+++ Data to use +++

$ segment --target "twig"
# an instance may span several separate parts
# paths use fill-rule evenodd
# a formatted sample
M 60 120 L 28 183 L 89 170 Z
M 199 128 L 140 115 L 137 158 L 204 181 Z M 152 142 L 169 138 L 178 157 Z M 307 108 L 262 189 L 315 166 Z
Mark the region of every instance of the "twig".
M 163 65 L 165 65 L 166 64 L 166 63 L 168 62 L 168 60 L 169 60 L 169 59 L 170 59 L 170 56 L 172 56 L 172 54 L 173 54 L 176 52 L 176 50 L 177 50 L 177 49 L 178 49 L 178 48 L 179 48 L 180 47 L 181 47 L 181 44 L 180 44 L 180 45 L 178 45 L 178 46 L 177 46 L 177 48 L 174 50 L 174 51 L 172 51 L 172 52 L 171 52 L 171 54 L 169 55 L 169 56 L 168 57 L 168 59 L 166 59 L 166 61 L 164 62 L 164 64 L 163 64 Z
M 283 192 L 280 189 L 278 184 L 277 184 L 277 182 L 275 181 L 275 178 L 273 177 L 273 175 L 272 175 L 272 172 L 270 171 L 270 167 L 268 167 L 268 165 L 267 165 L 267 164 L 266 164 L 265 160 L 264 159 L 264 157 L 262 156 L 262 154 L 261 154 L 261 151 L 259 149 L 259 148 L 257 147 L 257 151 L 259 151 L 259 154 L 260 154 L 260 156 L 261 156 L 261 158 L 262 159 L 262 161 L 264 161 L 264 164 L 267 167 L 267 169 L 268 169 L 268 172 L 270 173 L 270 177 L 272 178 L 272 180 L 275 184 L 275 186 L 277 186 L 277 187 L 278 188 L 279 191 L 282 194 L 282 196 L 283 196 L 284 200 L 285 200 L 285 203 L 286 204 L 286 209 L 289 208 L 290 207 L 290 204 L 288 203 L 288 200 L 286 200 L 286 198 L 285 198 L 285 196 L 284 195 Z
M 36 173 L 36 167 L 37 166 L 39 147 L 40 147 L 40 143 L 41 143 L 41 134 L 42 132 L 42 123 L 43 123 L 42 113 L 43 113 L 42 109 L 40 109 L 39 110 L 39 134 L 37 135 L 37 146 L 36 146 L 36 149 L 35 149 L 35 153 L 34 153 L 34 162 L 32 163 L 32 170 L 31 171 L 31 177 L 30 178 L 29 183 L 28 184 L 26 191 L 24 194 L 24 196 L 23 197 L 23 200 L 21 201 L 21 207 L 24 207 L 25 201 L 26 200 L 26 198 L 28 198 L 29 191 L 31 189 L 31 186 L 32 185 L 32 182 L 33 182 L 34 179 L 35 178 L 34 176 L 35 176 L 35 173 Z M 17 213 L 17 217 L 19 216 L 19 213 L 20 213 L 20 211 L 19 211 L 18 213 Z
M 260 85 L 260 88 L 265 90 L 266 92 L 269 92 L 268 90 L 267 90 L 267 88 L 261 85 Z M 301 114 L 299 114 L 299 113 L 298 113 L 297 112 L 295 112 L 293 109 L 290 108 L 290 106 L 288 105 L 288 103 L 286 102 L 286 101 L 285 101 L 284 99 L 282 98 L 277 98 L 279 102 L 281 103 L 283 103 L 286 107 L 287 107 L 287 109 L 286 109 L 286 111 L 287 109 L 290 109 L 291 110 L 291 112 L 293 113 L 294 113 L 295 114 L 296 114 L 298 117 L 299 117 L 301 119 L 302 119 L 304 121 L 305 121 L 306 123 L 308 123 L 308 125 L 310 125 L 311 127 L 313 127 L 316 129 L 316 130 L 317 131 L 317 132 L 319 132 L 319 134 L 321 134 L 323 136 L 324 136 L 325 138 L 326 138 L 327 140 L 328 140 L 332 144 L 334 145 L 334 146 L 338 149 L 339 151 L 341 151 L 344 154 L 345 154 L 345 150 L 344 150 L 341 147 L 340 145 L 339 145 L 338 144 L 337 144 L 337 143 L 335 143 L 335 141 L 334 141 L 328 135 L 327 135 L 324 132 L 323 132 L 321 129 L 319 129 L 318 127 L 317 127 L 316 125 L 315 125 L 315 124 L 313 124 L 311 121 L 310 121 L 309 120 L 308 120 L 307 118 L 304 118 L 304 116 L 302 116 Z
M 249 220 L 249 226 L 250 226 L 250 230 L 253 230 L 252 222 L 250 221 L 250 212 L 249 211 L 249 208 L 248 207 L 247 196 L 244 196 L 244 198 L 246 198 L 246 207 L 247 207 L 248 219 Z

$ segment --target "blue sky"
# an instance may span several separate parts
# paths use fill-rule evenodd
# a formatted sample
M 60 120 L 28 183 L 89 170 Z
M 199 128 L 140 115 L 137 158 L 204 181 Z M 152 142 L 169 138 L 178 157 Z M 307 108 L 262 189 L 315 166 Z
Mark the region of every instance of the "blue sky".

+++

#### [Prompt]
Return the lines from the start of the items through the line containing "M 163 65 L 165", unchanged.

#### [Response to the task]
$ segment --target "twig"
# an instance may span several separate parts
# paths use fill-rule evenodd
# a formatted sample
M 60 120 L 28 183 L 89 170 Z
M 199 128 L 140 115 L 137 158 L 204 181 Z M 152 142 L 169 138 L 178 157 Z M 307 108 L 262 189 L 315 166 Z
Mark the region of every instance of the "twig".
M 163 65 L 165 65 L 166 64 L 166 63 L 168 62 L 168 60 L 169 60 L 169 59 L 170 59 L 170 56 L 172 56 L 172 54 L 173 54 L 176 52 L 176 50 L 177 50 L 177 49 L 178 49 L 178 48 L 179 48 L 180 47 L 181 47 L 181 44 L 180 44 L 180 45 L 178 45 L 178 46 L 177 46 L 177 48 L 174 50 L 174 51 L 172 51 L 172 52 L 171 52 L 171 54 L 169 55 L 169 56 L 168 57 L 168 59 L 166 59 L 166 61 L 164 62 L 164 64 L 163 64 Z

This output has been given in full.